• Records to use:
-------------------------

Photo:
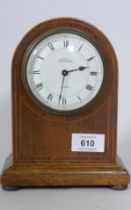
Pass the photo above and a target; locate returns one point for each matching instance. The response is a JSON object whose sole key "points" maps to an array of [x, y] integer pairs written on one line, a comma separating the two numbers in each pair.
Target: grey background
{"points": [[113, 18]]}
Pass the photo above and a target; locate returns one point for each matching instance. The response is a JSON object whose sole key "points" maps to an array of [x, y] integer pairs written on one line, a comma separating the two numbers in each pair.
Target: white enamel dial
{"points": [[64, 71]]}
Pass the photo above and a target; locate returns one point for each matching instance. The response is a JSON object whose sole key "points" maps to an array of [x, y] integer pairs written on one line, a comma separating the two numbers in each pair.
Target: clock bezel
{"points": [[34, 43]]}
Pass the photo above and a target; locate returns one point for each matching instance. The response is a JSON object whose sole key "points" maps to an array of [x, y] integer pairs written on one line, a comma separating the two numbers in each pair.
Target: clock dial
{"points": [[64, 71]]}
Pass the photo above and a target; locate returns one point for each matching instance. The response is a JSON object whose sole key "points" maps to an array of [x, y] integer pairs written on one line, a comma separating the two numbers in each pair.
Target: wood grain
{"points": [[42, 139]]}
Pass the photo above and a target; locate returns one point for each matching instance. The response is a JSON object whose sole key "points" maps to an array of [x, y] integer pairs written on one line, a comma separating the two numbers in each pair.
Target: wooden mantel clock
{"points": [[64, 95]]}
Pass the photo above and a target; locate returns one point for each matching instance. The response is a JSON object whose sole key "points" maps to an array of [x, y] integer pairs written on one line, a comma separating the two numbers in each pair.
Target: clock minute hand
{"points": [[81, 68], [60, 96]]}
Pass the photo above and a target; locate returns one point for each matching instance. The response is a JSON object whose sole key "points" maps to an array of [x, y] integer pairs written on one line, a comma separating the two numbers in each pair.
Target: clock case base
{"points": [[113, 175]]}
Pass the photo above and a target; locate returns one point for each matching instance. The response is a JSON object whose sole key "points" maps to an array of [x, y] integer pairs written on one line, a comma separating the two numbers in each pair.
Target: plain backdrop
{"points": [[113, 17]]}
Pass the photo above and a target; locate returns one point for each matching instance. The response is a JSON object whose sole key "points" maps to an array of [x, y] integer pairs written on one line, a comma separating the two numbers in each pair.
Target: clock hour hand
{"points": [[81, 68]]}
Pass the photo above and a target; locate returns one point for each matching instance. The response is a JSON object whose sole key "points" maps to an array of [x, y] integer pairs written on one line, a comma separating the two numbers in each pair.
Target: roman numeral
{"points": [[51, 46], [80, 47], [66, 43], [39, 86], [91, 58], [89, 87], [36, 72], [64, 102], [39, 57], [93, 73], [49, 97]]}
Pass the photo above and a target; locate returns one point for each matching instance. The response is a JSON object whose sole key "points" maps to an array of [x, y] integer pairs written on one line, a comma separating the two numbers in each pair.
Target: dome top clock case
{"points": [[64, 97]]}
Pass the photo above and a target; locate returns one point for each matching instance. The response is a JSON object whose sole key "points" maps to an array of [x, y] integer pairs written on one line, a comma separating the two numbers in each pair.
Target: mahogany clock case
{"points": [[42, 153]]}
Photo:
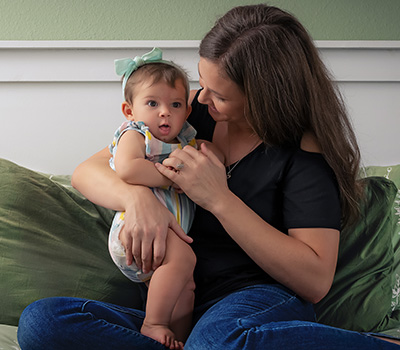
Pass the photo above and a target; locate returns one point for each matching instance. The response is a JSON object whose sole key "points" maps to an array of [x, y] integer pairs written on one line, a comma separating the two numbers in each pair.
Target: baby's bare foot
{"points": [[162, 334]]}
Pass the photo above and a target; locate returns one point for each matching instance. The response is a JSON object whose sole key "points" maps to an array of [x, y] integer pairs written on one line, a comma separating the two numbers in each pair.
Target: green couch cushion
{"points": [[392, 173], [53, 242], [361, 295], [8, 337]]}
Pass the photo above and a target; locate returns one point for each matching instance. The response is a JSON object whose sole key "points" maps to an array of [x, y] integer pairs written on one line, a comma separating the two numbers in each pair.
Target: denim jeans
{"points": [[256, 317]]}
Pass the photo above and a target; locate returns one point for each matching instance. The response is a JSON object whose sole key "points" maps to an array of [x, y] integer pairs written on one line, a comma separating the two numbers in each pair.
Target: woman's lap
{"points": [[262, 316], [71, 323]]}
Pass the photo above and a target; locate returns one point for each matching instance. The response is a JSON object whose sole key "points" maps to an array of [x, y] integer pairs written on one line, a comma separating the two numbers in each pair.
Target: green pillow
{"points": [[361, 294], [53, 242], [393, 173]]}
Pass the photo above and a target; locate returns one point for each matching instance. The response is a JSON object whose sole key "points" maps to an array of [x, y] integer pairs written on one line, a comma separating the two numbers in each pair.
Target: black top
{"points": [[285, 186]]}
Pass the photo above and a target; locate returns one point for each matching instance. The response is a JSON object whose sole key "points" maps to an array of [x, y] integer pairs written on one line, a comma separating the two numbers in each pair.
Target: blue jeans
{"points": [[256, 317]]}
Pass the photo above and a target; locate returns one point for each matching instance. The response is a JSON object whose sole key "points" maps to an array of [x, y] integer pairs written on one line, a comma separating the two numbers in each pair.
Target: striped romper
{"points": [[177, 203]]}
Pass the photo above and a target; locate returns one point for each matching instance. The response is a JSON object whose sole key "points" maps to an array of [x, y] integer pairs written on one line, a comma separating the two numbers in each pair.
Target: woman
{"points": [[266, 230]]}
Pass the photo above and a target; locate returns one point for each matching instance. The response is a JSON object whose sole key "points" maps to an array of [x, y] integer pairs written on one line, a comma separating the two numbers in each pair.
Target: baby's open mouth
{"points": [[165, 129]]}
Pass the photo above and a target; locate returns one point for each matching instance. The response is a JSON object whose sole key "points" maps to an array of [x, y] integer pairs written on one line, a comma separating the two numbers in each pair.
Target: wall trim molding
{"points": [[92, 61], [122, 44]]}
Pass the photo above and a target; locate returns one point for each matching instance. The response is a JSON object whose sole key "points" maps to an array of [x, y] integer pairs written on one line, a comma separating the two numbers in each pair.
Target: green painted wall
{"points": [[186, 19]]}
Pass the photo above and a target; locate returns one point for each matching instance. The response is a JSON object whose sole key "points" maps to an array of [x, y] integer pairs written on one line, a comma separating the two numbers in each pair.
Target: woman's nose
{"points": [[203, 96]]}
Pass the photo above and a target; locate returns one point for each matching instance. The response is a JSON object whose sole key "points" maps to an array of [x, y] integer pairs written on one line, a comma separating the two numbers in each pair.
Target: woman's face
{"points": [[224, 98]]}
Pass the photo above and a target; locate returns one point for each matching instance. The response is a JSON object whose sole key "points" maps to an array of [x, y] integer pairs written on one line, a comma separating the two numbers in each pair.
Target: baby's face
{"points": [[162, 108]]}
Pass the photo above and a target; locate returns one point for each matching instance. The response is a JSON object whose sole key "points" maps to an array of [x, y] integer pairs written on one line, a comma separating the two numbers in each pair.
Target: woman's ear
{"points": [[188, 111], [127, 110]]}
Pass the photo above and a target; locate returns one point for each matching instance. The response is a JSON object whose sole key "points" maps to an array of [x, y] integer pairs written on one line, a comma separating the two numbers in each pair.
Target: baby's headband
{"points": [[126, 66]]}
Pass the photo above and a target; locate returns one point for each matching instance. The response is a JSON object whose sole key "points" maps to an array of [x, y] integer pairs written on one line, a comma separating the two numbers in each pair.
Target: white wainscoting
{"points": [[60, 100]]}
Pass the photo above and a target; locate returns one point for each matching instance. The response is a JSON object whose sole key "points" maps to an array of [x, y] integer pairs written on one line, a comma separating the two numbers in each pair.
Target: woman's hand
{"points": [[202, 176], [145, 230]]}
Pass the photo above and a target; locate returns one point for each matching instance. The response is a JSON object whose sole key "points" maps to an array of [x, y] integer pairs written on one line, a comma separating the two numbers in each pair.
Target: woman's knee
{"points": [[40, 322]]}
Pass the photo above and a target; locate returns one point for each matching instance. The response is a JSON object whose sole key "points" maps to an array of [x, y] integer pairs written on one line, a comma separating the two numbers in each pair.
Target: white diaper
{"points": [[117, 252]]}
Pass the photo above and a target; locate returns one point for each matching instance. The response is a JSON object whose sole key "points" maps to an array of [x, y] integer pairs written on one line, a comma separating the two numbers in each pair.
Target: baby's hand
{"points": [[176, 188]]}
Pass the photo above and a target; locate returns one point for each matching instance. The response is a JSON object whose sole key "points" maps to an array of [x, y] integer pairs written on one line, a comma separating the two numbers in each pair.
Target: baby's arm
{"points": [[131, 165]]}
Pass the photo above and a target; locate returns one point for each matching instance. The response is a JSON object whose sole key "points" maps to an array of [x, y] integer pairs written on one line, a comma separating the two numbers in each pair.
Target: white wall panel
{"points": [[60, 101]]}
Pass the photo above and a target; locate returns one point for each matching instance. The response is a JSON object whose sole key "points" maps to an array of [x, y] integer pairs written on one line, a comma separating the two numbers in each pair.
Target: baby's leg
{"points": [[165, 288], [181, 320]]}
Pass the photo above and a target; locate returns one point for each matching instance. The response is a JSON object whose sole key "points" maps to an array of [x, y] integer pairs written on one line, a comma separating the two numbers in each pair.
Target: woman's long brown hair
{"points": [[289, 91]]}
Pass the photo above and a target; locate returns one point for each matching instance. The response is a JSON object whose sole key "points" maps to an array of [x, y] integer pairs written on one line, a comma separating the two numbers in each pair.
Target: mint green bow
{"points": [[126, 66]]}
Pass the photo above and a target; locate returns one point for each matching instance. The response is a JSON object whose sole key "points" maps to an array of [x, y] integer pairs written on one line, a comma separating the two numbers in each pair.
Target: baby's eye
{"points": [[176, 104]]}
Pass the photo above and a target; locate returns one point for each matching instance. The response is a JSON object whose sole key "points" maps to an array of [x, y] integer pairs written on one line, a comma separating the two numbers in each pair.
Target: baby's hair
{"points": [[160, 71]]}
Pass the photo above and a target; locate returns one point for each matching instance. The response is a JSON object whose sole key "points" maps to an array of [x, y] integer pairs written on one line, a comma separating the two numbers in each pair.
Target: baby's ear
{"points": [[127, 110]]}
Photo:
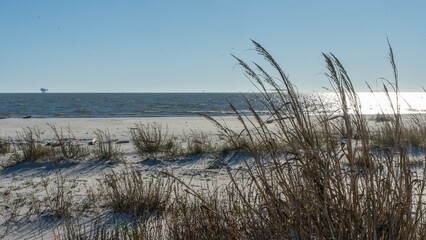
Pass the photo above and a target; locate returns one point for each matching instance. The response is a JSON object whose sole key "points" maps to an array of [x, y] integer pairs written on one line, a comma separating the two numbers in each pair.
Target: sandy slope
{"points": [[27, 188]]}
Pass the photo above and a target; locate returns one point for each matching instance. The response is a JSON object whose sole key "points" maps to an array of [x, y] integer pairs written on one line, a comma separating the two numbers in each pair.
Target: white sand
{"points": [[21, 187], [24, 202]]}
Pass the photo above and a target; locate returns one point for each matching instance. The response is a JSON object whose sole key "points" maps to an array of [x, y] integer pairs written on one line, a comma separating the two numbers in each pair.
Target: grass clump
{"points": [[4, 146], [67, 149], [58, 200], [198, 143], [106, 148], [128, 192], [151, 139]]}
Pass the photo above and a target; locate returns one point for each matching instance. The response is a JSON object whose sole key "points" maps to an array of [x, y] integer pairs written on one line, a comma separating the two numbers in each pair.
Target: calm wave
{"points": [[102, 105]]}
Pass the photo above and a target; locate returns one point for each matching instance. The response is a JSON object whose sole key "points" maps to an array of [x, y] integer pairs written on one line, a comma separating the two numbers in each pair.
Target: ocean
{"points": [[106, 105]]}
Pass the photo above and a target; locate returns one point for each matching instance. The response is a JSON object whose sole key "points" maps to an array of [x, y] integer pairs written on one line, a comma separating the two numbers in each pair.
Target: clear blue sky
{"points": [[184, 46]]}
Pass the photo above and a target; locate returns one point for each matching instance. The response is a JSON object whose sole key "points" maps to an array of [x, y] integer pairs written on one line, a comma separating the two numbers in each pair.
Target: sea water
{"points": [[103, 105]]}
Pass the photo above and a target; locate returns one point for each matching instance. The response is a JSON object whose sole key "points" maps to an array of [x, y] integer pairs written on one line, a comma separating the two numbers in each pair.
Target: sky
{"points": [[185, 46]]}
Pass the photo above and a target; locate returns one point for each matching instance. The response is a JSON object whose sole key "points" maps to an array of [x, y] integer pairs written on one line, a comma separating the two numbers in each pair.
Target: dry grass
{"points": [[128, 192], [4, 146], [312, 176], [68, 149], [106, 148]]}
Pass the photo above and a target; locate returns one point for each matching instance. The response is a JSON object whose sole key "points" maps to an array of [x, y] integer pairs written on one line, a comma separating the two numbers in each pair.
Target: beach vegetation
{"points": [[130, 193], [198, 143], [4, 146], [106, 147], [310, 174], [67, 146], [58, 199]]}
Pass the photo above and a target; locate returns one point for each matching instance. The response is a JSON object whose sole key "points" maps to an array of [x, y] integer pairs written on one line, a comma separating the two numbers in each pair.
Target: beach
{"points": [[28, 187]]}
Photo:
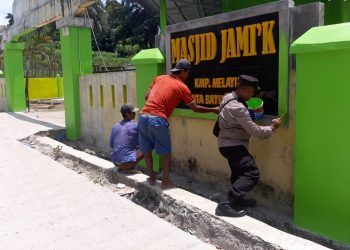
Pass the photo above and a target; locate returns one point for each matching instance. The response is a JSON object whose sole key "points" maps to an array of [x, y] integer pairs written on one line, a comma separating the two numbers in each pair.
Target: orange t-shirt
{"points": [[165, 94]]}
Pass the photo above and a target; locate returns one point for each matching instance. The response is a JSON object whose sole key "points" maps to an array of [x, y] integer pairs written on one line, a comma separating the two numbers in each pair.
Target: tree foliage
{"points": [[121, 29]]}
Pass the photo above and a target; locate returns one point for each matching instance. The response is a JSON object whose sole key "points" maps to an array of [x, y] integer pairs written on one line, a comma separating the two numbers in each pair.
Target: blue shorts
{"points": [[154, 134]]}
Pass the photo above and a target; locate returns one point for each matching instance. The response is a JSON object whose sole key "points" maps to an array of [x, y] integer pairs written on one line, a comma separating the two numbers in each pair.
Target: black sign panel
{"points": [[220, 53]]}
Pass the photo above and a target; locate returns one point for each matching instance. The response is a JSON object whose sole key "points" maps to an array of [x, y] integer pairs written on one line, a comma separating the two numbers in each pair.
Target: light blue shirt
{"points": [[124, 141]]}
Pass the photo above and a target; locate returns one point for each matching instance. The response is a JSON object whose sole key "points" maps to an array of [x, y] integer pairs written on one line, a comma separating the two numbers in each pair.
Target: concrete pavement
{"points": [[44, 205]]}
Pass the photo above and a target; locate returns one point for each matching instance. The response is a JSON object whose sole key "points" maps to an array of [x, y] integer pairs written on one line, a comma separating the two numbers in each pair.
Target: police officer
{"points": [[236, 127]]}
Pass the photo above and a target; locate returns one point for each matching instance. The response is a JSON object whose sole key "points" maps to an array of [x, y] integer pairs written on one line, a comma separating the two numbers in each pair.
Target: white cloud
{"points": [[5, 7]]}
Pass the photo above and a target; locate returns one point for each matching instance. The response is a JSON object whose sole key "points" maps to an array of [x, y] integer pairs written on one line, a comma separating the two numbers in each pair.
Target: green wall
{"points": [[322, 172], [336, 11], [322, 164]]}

-------------------------

• What to do: How many of the lines above contain the string "black", with case counting? Reply with the number alone.

• Response: 2